Power station in Fremont, Nebraska

The Lon D. Wright Memorial Power Plant is a 130-megawatt (MW) coal-fired power plant owned and operated by the City of Fremont Department of Utilities located in Fremont, Nebraska.The plant consists of 3 units labeled 6, 7, and 8 as a continuation of five units that were previously housed in a facility located in downtown Fremont.

== Units ==

=== Unit 6 ===
Unit 6 is a 17 MW coal-fired Babcock & Wilcox water tube boiler with a General Electric turbine and generator that entered commercial service in 1957. The unit can also be run on natural gas.

=== Unit 7 ===
Unit 7 is a 22 MW Babcock & Wilcox water tube boiler with a General Electric turbine and generator that entered commercial service in 1963. The unit can also be run on natural gas.

§ **Information shown**:

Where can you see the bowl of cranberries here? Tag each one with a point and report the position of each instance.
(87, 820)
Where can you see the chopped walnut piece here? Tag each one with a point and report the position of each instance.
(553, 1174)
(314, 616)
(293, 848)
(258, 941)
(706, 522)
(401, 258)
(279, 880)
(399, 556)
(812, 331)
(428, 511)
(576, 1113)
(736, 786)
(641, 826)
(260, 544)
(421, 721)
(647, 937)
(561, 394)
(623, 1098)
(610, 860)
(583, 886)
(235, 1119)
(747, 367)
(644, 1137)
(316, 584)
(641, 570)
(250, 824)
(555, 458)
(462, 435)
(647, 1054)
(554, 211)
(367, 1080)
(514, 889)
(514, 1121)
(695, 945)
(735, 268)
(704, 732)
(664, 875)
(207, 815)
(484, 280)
---
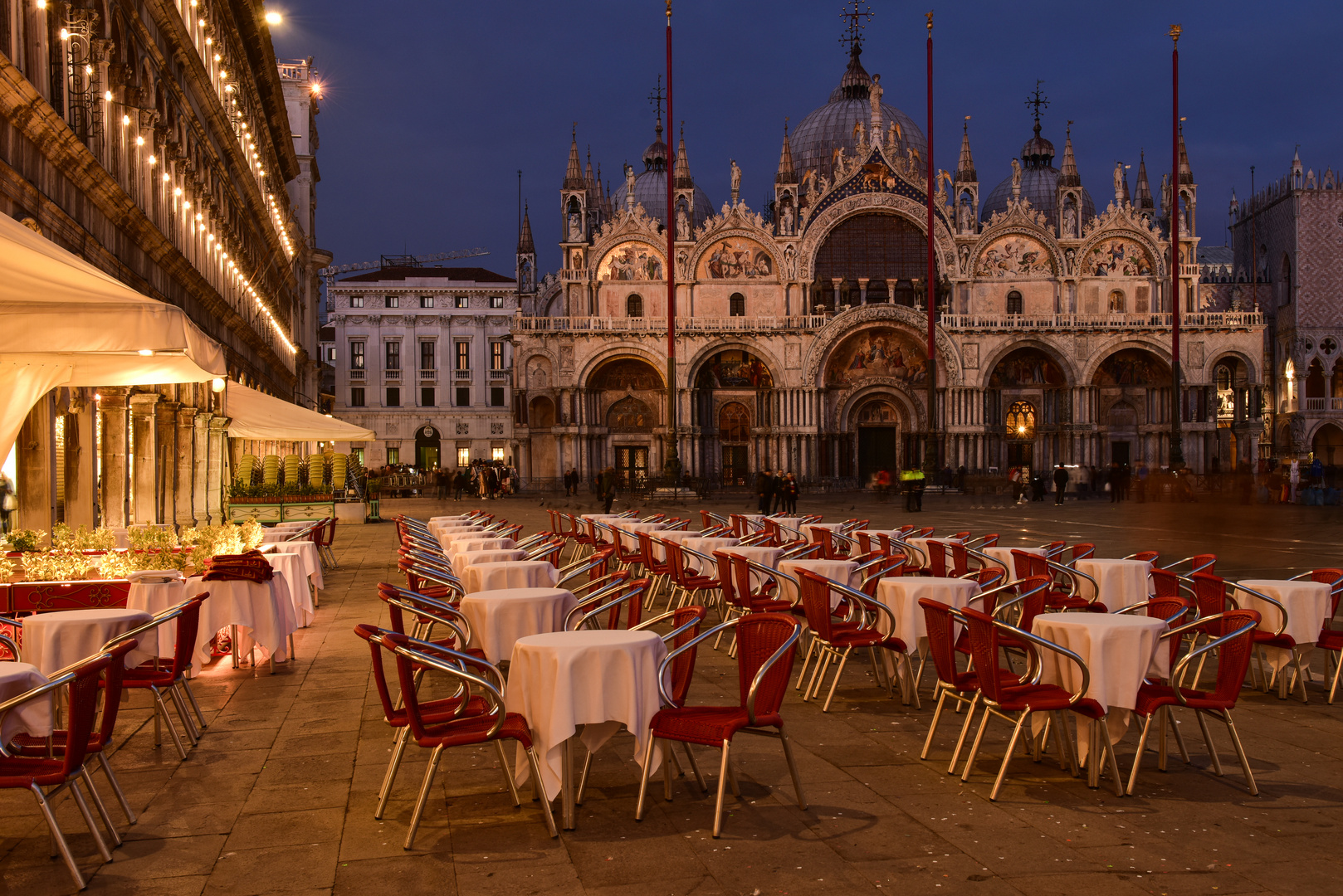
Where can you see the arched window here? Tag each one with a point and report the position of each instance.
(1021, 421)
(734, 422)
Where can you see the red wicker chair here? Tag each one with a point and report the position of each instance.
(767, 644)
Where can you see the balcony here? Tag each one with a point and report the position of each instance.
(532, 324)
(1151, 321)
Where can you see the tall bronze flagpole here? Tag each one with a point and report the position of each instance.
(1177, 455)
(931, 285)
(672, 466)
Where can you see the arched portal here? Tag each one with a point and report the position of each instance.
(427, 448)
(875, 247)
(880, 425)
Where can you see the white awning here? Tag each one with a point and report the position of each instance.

§ **What you will do**:
[a] Reproduce the passage in the Fremont power plant text from "Power station in" to "1963. The unit can also be run on natural gas.".
[b] Answer these questions using the Fremont power plant text:
(i) What is the plant's total capacity in megawatts?
(ii) In what year did Unit 6 enter commercial service?
(iii) Which company made Unit 7's turbine and generator?

§ **Solutions**:
[a]
Power station in Fremont, Nebraska

The Lon D. Wright Memorial Power Plant is a 130-megawatt (MW) coal-fired power plant owned and operated by the City of Fremont Department of Utilities located in Fremont, Nebraska.The plant consists of 3 units labeled 6, 7, and 8 as a continuation of five units that were previously housed in a facility located in downtown Fremont.

== Units ==

=== Unit 6 ===
Unit 6 is a 17 MW coal-fired Babcock & Wilcox water tube boiler with a General Electric turbine and generator that entered commercial service in 1957. The unit can also be run on natural gas.

=== Unit 7 ===
Unit 7 is a 22 MW Babcock & Wilcox water tube boiler with a General Electric turbine and generator that entered commercial service in 1963. The unit can also be run on natural gas.

[b]
(i) 130 megawatts
(ii) 1957
(iii) General Electric